*Consigne écrite 1*
Indiquez si chacune des affirmations suivantes concorde avec l'extrait sur Yann Perreau, en répondant par oui ou par non et en citant textuellement les mots qui tranchent : (a) Yann Perreau revient tout juste d'Europe ; (b) Yann Perreau affirme posséder une solide technique au piano ; (c) Alex McMahon est membre du trio Plaster.
*Consigne écrite 2*
Repérez chaque ligne des données qui contient la chaîne « wheel », puis recopiez-la.

*Extrait de page*

────────

Le public est donc convié à une soirée à la belle étoile, lors de laquelle Yann Perreau, qui rentre tout juste d’Europe où il est allé roder son show (en première partie de Dominique A tout aussi bien que dans les petits zincs), renoue avec cet instrument sur lequel naissent ses chansons. "Au piano, je me sens plus vulnérable et fragile, je suis plus fermé, moins extraverti… J’y compose, mais je n’ai aucune technique, je suis tout recroquevillé, alors pour les gens qui m’ont vu exploser sur scène, c’est assez contrasté."

Mais la bête rôde dans les parages… Le chanteur est accompagné par Alex McMahon du trio électro-jazz Plaster (claviers et dentelles électro) et, de temps en temps, ce dernier tient le phare pendant que Perreau, désireux de casser le lyrisme et la linéarité associés à un récital de piano, se lève et sort les griffes. "C’est là que l’énergie et le côté plus incarné et physique ressortent. J’aime la dynamique que ça crée." Car la nuit appartient aussi aux fauves, aux oiseaux insomniaques, aux loups et aux chats gris. Et elle préfère les voyous… "C’est un paradoxe que j’ai toujours aimé exploiter, c’est instinctif et ça fait partie de moi", révèle-t-il.

────────

*Données brutes*

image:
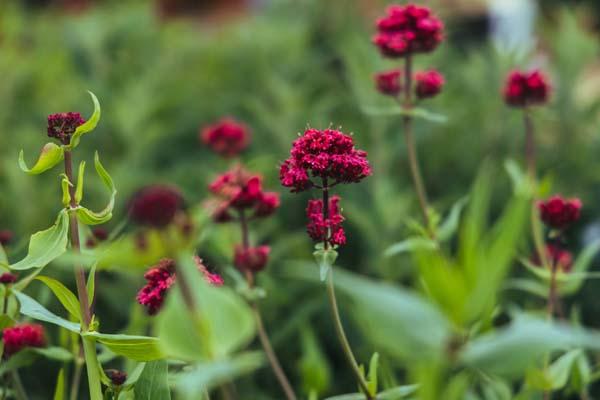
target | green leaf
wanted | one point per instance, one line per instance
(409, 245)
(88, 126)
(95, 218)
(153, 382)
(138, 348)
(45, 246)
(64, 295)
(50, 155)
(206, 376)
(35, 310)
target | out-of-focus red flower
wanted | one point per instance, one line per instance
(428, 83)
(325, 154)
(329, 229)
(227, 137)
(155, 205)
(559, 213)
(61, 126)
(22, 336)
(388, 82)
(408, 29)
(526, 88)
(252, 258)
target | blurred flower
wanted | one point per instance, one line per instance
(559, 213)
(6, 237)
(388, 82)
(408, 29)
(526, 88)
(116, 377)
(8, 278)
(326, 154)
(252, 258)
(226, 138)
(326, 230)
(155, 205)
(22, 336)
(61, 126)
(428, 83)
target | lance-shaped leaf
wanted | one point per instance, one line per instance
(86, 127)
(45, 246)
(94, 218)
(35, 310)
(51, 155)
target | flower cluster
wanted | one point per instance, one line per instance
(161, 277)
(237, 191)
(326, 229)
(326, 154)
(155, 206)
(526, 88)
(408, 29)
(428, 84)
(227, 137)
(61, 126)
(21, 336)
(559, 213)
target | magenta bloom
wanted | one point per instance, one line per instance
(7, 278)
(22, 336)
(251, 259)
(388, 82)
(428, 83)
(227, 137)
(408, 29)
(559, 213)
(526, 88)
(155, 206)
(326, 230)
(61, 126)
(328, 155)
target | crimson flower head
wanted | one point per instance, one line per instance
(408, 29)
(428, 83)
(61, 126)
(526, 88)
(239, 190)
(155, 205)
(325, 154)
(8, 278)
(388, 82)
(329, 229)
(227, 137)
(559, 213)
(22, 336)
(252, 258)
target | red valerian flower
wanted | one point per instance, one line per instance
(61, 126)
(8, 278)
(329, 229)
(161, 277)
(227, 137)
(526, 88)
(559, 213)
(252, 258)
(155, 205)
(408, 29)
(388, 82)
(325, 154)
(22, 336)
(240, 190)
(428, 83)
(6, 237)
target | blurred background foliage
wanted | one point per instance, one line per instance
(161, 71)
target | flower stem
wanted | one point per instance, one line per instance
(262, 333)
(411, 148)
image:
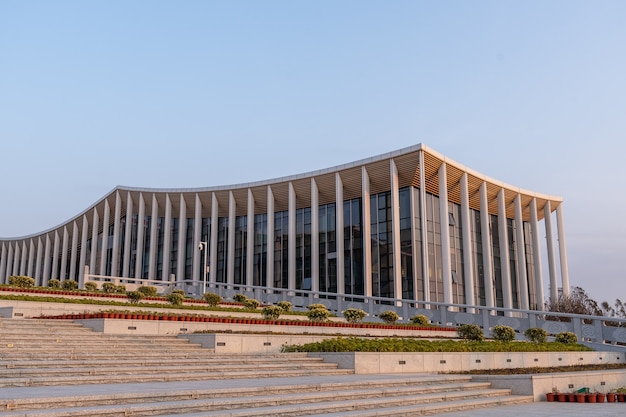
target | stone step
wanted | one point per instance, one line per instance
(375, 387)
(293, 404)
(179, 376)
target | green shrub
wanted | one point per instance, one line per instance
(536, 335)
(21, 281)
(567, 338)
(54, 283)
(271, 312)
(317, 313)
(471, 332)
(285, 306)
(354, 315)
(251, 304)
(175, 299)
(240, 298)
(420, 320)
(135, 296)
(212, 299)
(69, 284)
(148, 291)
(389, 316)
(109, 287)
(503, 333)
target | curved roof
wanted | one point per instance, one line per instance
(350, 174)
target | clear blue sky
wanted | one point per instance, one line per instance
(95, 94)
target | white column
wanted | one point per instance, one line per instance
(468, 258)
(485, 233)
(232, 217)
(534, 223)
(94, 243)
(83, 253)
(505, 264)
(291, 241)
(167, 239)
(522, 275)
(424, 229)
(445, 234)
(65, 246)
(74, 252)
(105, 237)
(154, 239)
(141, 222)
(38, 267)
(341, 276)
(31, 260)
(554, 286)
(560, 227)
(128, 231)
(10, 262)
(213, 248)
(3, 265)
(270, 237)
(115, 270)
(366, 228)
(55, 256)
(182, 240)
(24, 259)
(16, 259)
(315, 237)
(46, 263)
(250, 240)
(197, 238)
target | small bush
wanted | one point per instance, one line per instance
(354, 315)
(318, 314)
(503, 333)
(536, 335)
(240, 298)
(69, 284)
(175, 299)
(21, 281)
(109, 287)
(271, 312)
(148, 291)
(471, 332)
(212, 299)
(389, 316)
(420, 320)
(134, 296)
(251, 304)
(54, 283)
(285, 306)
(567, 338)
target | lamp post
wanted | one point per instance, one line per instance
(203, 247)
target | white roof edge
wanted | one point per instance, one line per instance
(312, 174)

────────

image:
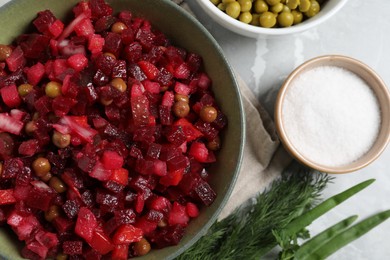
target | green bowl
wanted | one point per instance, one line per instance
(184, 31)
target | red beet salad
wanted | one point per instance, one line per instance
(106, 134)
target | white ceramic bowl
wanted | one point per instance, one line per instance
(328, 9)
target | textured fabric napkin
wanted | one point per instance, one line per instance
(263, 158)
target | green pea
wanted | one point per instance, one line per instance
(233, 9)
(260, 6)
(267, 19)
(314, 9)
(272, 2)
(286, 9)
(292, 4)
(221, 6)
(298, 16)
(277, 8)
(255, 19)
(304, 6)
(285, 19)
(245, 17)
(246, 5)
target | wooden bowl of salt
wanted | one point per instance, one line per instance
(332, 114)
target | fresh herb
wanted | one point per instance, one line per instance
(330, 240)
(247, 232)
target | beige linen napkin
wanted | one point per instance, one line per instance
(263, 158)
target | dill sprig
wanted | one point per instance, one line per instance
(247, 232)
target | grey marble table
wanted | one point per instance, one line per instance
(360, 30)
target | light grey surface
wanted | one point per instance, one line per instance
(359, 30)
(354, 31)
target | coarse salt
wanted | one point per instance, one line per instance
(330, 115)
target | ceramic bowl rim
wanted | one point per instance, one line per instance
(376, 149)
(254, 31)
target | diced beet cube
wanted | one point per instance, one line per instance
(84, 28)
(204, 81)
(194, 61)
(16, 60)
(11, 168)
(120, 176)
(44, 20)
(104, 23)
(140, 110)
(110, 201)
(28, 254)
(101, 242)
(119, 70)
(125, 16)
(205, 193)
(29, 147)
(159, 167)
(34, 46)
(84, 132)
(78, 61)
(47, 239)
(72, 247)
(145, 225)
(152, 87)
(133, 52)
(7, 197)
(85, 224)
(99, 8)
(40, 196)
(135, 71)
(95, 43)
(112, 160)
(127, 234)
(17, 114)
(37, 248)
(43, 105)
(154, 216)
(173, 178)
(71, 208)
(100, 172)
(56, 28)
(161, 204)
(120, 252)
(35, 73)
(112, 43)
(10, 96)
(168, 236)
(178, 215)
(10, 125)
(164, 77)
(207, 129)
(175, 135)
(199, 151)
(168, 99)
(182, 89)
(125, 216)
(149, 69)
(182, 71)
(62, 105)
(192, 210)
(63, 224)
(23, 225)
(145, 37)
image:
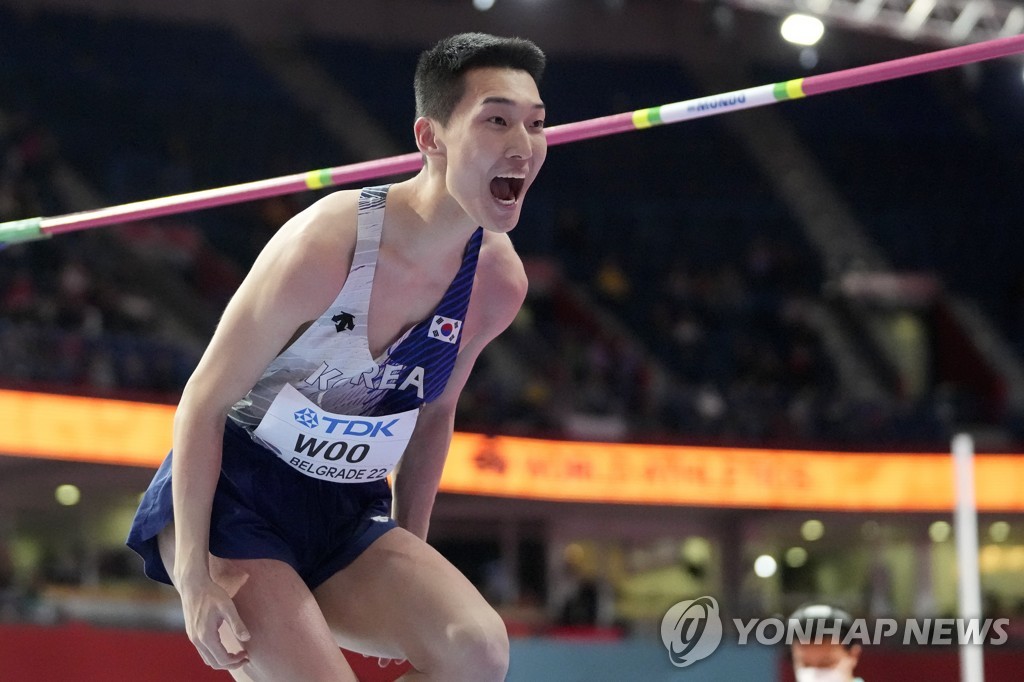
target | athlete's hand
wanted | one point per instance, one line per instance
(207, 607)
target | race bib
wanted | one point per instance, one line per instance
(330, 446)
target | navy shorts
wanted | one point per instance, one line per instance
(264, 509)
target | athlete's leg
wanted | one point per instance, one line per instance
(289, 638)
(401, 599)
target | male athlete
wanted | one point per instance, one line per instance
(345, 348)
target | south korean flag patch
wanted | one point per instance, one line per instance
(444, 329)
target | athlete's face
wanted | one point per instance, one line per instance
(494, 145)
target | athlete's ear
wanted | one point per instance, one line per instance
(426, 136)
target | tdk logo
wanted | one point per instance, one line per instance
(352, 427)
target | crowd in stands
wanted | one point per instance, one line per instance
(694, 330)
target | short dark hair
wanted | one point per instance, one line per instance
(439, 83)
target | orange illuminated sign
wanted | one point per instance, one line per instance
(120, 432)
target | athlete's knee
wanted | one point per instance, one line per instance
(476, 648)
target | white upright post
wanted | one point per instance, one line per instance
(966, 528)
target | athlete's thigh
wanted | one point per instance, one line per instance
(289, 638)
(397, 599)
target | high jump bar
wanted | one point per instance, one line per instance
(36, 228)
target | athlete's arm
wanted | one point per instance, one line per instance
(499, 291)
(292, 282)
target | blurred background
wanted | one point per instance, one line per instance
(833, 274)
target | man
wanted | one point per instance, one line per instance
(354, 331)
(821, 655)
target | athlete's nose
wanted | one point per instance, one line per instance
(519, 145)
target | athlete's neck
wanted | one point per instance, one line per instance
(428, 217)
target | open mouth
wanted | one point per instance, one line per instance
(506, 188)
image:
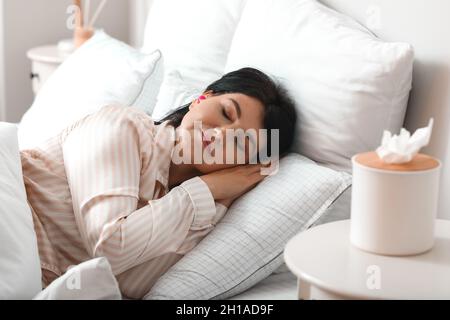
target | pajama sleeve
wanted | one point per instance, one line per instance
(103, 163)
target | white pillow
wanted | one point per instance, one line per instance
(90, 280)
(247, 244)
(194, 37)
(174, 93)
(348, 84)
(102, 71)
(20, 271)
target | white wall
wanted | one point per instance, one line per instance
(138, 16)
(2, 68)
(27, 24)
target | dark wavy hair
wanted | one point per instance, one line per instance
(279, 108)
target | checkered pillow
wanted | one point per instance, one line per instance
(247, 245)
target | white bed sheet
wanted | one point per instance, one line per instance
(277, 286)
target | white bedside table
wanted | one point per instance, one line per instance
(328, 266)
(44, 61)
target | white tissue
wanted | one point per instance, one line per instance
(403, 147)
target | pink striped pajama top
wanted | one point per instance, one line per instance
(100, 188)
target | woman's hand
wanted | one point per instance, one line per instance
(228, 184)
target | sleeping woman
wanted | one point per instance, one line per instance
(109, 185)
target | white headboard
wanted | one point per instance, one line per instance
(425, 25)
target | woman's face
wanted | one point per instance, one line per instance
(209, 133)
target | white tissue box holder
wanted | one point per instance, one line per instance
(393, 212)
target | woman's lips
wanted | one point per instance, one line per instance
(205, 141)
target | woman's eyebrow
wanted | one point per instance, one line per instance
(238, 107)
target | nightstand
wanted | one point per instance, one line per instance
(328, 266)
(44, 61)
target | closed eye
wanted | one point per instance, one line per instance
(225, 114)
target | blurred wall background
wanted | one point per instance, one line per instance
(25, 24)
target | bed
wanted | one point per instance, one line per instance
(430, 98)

────────

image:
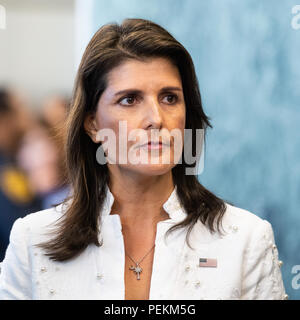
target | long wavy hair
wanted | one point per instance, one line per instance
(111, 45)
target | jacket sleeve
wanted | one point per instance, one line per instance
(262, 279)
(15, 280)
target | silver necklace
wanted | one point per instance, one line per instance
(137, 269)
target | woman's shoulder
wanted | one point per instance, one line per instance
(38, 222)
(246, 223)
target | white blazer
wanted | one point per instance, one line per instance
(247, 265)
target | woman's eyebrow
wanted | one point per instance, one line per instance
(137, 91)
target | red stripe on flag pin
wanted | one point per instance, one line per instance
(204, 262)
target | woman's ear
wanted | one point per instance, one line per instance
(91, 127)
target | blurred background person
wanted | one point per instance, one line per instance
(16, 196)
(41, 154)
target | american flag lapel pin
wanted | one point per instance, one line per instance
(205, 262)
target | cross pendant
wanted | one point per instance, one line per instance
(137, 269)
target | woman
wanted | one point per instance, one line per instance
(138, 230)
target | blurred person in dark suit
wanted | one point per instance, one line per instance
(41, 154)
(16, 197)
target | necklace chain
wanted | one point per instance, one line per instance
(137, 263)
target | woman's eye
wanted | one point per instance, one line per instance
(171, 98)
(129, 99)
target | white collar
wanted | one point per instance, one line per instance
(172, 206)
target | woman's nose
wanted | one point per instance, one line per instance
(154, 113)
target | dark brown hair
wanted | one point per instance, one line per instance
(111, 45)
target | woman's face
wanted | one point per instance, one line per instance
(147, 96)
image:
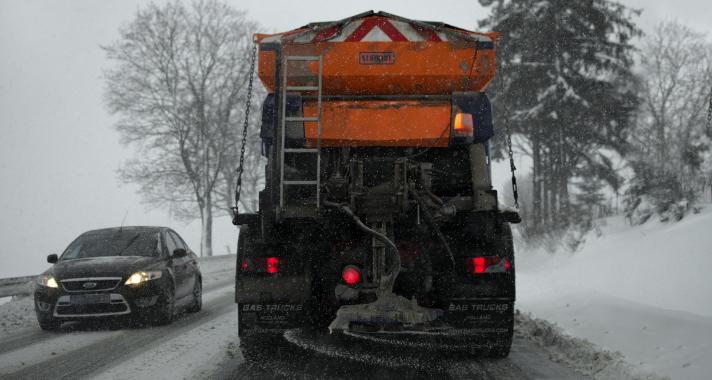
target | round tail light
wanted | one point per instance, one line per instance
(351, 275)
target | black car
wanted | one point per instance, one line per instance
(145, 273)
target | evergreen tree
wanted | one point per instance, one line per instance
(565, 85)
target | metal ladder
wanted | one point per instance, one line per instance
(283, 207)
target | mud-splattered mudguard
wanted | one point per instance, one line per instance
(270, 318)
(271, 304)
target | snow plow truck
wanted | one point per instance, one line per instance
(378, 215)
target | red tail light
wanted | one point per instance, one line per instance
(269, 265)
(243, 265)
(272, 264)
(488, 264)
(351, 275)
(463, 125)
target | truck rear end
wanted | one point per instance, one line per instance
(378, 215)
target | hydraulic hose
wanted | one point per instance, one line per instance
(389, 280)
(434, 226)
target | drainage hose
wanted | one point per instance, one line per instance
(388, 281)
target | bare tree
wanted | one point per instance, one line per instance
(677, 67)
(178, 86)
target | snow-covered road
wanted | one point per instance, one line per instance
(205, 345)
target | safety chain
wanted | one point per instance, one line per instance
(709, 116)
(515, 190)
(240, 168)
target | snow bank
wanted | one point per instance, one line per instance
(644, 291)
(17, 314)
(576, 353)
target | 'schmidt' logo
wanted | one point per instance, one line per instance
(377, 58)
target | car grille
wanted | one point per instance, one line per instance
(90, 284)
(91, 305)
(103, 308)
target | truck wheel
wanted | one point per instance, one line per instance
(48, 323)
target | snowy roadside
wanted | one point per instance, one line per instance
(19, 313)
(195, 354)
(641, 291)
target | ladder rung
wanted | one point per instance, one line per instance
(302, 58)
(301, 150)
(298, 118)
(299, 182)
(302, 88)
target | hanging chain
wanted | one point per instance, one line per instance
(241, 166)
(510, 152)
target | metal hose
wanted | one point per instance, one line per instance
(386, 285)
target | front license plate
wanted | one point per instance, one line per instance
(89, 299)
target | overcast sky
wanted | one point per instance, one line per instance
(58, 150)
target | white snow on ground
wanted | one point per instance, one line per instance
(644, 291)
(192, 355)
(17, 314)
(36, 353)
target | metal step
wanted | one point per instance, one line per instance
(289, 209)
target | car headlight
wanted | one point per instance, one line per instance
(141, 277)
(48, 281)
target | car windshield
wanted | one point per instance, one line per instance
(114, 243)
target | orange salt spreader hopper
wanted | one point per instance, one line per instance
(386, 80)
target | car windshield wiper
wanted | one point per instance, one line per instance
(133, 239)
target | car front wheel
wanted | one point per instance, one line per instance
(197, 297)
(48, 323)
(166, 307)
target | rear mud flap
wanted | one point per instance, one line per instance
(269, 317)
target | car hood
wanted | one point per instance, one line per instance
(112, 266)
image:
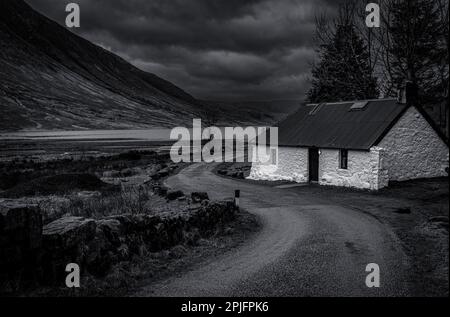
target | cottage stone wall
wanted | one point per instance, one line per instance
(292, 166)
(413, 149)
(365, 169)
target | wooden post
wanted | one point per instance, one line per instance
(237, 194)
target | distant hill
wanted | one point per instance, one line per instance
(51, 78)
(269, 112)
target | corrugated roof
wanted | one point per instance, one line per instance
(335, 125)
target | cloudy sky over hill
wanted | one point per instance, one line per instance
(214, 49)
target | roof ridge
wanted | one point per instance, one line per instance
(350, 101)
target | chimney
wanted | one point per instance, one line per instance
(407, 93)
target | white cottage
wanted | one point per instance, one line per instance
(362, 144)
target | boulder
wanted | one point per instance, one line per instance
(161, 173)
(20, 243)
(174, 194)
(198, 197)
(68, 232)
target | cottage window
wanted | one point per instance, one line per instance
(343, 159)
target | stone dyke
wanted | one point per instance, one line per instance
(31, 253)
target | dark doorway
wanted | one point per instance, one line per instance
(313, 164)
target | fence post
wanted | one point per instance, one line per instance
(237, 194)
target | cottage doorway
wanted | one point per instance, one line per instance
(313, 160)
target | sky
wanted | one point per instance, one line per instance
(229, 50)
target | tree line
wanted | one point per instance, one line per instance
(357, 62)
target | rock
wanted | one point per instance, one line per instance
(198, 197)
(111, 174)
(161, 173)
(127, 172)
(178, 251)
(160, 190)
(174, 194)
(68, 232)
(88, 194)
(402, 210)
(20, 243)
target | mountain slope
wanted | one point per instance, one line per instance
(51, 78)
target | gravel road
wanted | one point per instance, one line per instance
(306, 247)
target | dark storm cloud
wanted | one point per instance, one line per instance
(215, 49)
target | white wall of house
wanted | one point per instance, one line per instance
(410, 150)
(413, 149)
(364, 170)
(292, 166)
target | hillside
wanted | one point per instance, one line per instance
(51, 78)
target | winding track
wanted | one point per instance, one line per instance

────────

*Réponse complète 1*
(a) Oui : « qui rentre tout juste d’Europe ».
(b) Non : « je n’ai aucune technique ».
(c) Oui : « Alex McMahon du trio électro-jazz Plaster ».

*Réponse complète 2*
target | truck wheel
target | car front wheel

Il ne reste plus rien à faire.